→ **Task goal**
Repeat verbatim the lines of the data below, beginning with the line containing "point: the woman's face, center" and continuing to the end.

-- Record extracts start --

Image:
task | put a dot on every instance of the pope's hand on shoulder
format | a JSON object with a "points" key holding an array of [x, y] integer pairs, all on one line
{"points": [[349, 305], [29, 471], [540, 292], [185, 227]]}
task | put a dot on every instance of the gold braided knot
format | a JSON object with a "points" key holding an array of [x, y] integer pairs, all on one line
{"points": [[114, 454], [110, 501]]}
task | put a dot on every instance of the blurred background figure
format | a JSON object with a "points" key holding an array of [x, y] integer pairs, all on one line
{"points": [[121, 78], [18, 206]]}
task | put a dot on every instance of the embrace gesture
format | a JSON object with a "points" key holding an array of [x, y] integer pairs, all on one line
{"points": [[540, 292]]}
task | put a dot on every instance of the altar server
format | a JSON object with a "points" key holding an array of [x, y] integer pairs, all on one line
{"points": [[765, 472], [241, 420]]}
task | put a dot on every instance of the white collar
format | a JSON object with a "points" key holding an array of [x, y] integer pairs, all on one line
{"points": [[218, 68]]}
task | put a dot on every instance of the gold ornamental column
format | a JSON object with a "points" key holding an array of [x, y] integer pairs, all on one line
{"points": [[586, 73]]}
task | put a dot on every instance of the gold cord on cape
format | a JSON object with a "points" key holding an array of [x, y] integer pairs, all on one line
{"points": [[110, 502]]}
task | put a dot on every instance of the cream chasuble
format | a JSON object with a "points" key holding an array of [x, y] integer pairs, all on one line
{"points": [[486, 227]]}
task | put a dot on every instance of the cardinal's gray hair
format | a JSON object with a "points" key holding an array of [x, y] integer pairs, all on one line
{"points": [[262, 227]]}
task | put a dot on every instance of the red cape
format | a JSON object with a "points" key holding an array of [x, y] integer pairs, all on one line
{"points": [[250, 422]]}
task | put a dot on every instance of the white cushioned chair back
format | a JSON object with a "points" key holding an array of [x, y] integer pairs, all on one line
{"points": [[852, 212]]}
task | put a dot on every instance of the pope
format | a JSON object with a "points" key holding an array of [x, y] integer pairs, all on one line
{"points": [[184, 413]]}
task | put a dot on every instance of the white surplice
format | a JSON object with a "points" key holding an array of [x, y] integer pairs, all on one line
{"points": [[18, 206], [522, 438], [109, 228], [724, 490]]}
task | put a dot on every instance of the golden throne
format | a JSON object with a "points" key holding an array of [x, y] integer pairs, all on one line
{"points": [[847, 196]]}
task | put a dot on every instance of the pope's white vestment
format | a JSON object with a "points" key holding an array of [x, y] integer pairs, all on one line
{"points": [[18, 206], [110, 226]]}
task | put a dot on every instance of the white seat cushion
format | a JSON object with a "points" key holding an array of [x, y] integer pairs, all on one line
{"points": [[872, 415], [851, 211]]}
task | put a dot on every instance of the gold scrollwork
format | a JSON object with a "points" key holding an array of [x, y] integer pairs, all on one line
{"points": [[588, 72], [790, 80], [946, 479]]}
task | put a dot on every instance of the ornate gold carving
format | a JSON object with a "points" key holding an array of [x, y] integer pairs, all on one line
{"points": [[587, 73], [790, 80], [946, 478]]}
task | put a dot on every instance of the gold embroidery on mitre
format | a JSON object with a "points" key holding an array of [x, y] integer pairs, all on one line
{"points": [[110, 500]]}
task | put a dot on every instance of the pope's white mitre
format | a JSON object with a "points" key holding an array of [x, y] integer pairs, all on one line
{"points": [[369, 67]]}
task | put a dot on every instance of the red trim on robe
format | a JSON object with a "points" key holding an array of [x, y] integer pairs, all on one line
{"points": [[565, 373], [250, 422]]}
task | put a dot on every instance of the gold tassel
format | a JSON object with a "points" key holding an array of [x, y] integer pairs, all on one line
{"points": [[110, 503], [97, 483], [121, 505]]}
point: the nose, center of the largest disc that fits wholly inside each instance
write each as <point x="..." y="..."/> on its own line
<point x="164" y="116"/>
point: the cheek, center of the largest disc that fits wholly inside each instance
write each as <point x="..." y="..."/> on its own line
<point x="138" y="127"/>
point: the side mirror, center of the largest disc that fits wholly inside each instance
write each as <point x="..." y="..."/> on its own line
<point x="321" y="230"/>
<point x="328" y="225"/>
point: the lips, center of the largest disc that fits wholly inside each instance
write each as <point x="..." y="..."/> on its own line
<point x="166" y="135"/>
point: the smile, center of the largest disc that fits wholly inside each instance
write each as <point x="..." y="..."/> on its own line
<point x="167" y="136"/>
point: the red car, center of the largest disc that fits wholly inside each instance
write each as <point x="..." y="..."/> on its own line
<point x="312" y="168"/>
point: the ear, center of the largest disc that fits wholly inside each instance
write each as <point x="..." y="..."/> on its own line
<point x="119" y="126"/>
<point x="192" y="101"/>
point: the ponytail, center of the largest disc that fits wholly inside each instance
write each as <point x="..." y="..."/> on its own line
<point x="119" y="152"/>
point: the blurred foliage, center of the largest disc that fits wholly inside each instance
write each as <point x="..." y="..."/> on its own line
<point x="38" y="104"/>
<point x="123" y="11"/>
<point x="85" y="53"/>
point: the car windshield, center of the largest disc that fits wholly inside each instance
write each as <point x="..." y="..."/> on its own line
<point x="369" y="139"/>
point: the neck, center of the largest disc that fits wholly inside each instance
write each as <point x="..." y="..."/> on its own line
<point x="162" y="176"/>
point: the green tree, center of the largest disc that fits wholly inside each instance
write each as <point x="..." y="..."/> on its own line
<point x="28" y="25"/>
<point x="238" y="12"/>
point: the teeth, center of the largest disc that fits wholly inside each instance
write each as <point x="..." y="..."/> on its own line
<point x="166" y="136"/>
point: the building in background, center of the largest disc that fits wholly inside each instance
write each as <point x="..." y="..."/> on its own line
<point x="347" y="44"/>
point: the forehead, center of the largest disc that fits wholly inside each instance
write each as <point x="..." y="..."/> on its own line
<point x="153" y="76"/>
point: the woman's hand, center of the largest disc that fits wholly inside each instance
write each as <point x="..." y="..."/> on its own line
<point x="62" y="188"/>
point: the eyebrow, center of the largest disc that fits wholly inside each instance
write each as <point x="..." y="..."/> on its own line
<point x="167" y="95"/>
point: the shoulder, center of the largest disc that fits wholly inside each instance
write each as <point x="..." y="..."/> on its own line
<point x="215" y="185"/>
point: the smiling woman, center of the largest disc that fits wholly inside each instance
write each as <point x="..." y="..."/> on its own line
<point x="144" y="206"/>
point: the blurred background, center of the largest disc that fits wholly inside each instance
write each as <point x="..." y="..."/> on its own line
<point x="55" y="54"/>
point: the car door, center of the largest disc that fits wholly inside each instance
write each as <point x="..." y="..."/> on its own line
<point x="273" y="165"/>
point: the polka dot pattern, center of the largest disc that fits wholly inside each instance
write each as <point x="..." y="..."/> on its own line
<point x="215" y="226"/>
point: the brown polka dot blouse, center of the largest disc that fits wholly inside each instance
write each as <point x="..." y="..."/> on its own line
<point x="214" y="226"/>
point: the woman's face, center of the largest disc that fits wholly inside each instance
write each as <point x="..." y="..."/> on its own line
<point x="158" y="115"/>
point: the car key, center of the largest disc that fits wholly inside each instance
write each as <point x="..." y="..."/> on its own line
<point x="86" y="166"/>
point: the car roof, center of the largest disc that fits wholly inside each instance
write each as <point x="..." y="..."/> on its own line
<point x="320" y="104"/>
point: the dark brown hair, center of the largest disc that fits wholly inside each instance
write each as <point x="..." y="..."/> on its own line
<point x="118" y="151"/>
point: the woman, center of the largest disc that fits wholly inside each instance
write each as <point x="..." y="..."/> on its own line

-- Record extracts end --

→ **The output**
point: the woman's face, center of the largest disc that fits wholly inside each instance
write each as <point x="..." y="..."/> on its own line
<point x="158" y="115"/>
point: the car key, center of the largest disc that fits wholly inside each instance
write each as <point x="..." y="..."/> on its own line
<point x="86" y="166"/>
point: the car roof, center of the largest disc that fits wholly inside each instance
write each as <point x="..." y="..."/> on its own line
<point x="320" y="104"/>
point: the dark brown hair, center of the largest disc that fits wholly inside each instance
write each as <point x="..." y="..."/> on its own line
<point x="118" y="151"/>
point: the woman, center of the largest disc that fits wholly inside each instance
write each as <point x="..." y="..."/> on its own line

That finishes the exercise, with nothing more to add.